__Given information__:
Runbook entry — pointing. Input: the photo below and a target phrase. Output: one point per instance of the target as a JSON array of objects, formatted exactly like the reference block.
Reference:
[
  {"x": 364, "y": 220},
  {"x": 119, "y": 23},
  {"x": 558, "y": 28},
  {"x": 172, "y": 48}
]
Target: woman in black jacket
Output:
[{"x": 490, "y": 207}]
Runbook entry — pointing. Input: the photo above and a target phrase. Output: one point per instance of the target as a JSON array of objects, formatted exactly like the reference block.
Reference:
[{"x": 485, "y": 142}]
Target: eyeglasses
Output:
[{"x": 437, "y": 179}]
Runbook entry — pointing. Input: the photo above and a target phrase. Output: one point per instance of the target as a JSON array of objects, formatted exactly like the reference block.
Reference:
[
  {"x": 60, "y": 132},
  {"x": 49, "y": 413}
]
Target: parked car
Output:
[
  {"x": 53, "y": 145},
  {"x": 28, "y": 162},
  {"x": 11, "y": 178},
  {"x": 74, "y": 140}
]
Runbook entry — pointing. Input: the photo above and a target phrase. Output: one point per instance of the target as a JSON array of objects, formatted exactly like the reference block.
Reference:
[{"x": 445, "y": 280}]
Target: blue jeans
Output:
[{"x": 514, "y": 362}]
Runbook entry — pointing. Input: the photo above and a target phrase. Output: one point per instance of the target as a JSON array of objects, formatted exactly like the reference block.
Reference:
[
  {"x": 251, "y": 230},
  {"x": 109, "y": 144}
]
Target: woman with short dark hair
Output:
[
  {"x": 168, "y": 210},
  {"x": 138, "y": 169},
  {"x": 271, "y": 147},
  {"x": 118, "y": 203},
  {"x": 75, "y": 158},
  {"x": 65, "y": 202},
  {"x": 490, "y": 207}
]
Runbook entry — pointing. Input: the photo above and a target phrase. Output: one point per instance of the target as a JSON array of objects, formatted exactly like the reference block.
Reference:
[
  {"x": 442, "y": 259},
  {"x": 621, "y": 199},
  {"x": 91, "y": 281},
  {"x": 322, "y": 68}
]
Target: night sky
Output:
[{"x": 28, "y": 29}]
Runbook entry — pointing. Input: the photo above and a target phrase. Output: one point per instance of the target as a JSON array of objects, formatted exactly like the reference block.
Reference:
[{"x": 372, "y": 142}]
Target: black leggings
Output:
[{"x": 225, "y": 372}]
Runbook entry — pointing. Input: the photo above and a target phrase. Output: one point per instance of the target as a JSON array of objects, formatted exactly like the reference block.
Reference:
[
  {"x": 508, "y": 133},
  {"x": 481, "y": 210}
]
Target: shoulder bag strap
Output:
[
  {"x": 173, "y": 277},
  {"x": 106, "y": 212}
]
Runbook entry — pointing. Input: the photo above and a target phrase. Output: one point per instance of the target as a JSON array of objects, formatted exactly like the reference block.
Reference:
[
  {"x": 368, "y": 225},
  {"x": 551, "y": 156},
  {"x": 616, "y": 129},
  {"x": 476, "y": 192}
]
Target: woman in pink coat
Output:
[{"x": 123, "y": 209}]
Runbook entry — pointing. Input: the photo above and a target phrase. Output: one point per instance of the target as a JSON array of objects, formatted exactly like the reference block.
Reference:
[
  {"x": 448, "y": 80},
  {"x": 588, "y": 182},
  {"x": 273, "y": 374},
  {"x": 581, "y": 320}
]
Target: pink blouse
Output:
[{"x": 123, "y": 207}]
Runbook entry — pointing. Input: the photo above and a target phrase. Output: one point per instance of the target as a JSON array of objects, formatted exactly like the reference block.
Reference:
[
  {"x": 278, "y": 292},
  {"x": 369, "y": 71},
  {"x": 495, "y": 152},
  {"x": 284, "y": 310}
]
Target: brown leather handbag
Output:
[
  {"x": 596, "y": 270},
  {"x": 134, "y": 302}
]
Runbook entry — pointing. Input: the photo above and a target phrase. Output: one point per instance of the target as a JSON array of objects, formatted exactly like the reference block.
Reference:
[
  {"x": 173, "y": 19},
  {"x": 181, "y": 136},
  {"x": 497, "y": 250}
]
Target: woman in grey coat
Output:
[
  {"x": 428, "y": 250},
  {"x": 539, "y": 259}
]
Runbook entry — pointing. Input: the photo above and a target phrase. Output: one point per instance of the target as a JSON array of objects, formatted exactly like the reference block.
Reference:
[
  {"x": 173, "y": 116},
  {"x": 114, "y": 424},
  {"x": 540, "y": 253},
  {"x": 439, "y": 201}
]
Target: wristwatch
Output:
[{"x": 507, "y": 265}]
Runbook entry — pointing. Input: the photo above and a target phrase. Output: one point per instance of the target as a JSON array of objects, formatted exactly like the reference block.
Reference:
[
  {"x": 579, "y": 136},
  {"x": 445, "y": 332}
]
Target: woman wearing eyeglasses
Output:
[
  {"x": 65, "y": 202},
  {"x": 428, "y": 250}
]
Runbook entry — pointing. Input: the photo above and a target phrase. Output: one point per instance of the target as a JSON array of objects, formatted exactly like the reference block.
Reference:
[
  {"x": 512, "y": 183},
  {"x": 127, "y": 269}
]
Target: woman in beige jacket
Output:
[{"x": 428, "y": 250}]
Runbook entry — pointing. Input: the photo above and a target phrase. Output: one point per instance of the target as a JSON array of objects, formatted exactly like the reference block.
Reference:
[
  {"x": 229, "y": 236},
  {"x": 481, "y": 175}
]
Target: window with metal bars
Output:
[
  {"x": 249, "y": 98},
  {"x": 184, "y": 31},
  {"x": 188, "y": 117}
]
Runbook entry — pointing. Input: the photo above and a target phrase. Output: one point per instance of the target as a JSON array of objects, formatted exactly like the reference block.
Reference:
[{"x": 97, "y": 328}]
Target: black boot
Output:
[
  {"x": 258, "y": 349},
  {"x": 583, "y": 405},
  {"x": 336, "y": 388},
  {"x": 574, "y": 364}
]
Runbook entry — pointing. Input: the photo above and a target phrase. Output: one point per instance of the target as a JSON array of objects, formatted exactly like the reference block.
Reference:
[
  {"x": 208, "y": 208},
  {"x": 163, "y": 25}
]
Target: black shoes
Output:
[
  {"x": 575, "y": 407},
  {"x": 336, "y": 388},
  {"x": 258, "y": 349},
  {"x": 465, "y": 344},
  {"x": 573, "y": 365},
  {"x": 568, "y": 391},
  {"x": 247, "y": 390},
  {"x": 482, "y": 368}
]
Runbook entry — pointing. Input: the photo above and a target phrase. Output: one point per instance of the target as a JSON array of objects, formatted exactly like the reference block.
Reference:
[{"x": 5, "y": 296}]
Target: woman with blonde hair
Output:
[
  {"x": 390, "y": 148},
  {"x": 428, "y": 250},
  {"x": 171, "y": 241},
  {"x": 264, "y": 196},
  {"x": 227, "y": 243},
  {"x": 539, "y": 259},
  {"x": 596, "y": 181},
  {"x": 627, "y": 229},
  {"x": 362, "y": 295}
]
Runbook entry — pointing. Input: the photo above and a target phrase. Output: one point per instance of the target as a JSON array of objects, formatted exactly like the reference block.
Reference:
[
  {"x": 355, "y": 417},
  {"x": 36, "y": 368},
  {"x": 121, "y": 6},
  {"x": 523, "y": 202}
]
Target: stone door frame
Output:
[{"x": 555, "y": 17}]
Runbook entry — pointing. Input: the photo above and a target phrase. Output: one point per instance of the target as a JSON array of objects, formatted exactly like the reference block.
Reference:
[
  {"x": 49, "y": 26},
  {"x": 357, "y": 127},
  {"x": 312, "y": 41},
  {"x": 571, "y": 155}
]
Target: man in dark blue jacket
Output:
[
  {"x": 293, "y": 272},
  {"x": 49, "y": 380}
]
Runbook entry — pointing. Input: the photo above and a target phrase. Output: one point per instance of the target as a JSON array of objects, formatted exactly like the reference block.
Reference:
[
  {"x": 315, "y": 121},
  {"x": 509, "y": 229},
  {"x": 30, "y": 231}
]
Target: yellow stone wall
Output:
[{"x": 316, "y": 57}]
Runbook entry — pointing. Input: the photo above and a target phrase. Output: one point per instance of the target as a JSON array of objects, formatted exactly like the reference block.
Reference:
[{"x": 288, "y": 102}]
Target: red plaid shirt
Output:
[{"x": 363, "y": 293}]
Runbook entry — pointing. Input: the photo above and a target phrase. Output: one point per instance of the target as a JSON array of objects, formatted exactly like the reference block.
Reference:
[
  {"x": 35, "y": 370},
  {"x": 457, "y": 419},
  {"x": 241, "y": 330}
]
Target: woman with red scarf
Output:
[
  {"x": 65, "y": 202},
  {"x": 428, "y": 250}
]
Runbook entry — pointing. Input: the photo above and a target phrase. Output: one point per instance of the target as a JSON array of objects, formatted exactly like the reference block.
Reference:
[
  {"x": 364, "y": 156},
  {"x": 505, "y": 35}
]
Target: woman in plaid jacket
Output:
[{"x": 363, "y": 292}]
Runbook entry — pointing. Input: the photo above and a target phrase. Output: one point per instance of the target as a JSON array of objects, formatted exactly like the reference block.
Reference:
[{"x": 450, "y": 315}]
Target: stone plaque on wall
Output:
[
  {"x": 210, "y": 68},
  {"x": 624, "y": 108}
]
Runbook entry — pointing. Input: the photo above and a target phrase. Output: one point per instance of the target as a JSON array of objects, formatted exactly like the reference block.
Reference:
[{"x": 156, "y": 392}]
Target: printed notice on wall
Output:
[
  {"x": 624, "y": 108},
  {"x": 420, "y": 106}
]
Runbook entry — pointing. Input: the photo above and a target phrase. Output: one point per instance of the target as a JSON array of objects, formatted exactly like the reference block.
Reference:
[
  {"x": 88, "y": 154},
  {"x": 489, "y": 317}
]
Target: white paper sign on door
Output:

__Required action__: In the records above, which lines hold the string "pink"? Copy each one.

__Written answer__:
Target: woman in pink coat
Target: pink blouse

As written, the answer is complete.